■ Records from a dataset
________

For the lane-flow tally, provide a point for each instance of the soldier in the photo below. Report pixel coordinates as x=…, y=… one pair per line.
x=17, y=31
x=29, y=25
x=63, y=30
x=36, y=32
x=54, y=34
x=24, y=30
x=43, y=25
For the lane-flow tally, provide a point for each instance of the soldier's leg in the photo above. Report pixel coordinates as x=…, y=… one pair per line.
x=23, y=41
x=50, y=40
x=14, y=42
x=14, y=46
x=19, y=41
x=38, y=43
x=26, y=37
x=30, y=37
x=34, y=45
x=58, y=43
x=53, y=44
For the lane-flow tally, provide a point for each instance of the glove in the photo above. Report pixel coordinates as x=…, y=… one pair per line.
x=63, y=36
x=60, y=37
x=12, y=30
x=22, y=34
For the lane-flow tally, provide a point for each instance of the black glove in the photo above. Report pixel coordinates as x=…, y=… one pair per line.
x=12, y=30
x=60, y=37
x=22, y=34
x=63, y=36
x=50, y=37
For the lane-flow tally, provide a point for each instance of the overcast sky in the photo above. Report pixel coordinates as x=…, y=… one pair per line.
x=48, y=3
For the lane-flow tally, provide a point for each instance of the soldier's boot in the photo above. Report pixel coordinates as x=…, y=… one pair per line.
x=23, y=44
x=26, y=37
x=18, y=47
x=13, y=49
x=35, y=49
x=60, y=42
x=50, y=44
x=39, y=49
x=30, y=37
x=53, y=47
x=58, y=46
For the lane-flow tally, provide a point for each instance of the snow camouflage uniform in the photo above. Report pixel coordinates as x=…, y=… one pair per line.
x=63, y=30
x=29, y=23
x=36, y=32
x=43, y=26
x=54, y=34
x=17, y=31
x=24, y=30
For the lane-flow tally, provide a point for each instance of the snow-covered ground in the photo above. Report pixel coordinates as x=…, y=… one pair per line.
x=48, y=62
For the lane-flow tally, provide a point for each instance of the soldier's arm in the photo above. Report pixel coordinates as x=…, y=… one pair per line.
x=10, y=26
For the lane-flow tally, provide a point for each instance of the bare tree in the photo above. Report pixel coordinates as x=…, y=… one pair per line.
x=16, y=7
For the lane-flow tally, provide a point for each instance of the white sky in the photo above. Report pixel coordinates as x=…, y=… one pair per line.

________

■ Task brief
Retype every one of the entries above, line for line, with no changes.

■ Exercise answer
For the lane-flow tally, provide a point for each instance of the soldier in the photo below. Report pixel coordinates as x=…, y=… one pair per line.
x=17, y=31
x=29, y=25
x=63, y=30
x=36, y=32
x=54, y=34
x=24, y=30
x=43, y=25
For the lane-flow tally, provide a point for each instance of the soldier's leg in the photo above. Report pixel coordinates as x=…, y=… one pair per line.
x=23, y=41
x=50, y=40
x=14, y=42
x=14, y=46
x=19, y=41
x=38, y=43
x=26, y=37
x=30, y=37
x=34, y=45
x=58, y=43
x=53, y=44
For the lane-flow tally, provide a point for each instance of the glove in the photo above. Report pixel coordinates as x=…, y=… one pair per line.
x=63, y=36
x=60, y=37
x=12, y=30
x=22, y=34
For the lane-flow tally, provide a point for each instance of the black glove in the photo above. Report pixel coordinates as x=…, y=… one pair per line.
x=12, y=30
x=60, y=37
x=22, y=34
x=63, y=36
x=50, y=37
For the lane-flow tally, provide a point for each instance of the overcast sky in the photo above. Report pixel coordinates as x=…, y=… one pair per line.
x=48, y=3
For the lane-flow tally, provide a point for each instance of the soldier's boot in the photo above. Report pixel coordinates as x=…, y=… one pair per line.
x=23, y=44
x=26, y=37
x=18, y=47
x=13, y=49
x=35, y=49
x=60, y=42
x=50, y=44
x=39, y=49
x=30, y=37
x=53, y=47
x=58, y=46
For the lane-flow tally, provide a point for each instance of the snow camouflage uniform in the photo above. Report pixel coordinates as x=…, y=… one pair per line.
x=63, y=30
x=29, y=23
x=36, y=32
x=43, y=26
x=54, y=34
x=17, y=31
x=24, y=30
For the lane-flow tally, provide a point for each instance of the snow-covered ground in the photo above. Report pixel coordinates as x=…, y=… one pair per line.
x=48, y=62
For the lane-flow tally, provide a point for each instance of the soldier's arm in the photo above. Report pixel coordinates as x=…, y=… one pair per line.
x=10, y=26
For the lane-flow tally, provide a point for each instance of the bare tree in the photo above. Report pixel coordinates as x=…, y=… one pair per line.
x=16, y=7
For the lane-flow tally, provide a point for each instance of the white sky in the photo above. Report pixel coordinates as x=…, y=… one pair per line.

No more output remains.